THE TASK → Print every row below again, character for character, leaving nothing out and adding nothing.

RECORDS TO PROCESS →
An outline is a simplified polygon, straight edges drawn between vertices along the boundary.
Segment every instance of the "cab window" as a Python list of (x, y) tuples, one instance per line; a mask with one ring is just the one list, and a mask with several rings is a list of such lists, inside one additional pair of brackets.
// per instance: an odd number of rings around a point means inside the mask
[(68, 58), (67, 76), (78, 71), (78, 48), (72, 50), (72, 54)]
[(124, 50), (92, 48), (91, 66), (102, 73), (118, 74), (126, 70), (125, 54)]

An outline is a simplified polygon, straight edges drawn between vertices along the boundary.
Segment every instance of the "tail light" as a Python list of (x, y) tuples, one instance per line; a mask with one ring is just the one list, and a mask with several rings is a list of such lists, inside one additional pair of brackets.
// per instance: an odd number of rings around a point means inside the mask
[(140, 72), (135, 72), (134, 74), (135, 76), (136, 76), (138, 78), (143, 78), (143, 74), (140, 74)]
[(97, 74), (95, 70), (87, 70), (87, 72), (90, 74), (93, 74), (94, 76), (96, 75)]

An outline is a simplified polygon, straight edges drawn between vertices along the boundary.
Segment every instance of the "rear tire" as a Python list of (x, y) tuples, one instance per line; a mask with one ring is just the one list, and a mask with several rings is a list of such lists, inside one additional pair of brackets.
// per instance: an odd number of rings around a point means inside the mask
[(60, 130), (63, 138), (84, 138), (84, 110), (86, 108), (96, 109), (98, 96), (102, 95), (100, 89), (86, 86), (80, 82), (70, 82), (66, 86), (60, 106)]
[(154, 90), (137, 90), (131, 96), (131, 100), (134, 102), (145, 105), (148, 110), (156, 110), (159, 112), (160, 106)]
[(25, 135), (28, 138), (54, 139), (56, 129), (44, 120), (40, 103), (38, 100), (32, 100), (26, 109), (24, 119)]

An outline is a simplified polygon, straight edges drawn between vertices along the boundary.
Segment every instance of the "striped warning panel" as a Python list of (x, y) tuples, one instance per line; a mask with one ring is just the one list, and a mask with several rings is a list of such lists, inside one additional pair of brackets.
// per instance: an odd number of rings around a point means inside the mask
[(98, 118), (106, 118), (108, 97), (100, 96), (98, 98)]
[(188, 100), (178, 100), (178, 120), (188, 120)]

WRITTEN RESPONSE →
An outline is a simplified polygon, straight edges drawn between vertices along the boundary.
Segment every instance of the "cab window" as a Python list of (x, y) tuples, one instance per line; a mask with one ring is just the one list, and a mask with several rings is a list of such lists, inside one additional pair of brackets.
// per instance: an odd number of rings around a point means inside the mask
[(68, 58), (67, 76), (78, 71), (78, 48), (72, 50), (72, 54)]
[(124, 50), (92, 48), (91, 66), (102, 73), (118, 74), (126, 70), (125, 54)]

An outline is a simplified polygon, straight edges drawn between vertices along the boundary.
Segment every instance of the "tail light" as a Python list of (x, y) tuples, one instance per line; a mask with one ring is just the one list, and a mask with several rings is a list of such lists, inside one additional pair of brackets.
// per instance: an odd number of rings around a point means inside the mask
[(140, 72), (135, 72), (134, 74), (135, 76), (136, 76), (138, 78), (143, 78), (143, 74), (140, 74)]
[(97, 74), (95, 70), (87, 70), (87, 72), (90, 74), (93, 74), (94, 76), (96, 75)]

An outline is a simplified polygon, straight edges drawn between vertices along the boundary.
Segment every instance of the "rear tire" as a Python list of (x, y) tuples, one instance per line; a mask with one ring is just the one list, and a mask with several rings is a list of such lists, inside one additional pair of brackets.
// per instance: an odd number of rings around a point means inside the mask
[(60, 130), (63, 138), (84, 138), (84, 110), (86, 108), (96, 109), (98, 96), (102, 95), (100, 89), (86, 86), (80, 82), (70, 82), (66, 86), (60, 106)]
[(154, 90), (137, 90), (131, 96), (131, 100), (134, 102), (145, 105), (148, 110), (156, 110), (159, 112), (160, 106)]
[(25, 135), (28, 138), (54, 139), (56, 129), (44, 120), (40, 103), (38, 100), (32, 100), (26, 109), (24, 119)]

An outline is a simplified polygon, straight edges drawn between vertices along the boundary.
Segment every instance of the "striped warning panel" as a Python list of (x, y) tuples, one instance per line; a mask with one ring is just the one list, and a mask with several rings is a list of such lists, inside one additional pair of brackets.
// per instance: an odd number of rings around a point means inside the mask
[(98, 118), (106, 118), (108, 97), (100, 96), (98, 98)]
[(188, 100), (178, 100), (178, 120), (188, 120)]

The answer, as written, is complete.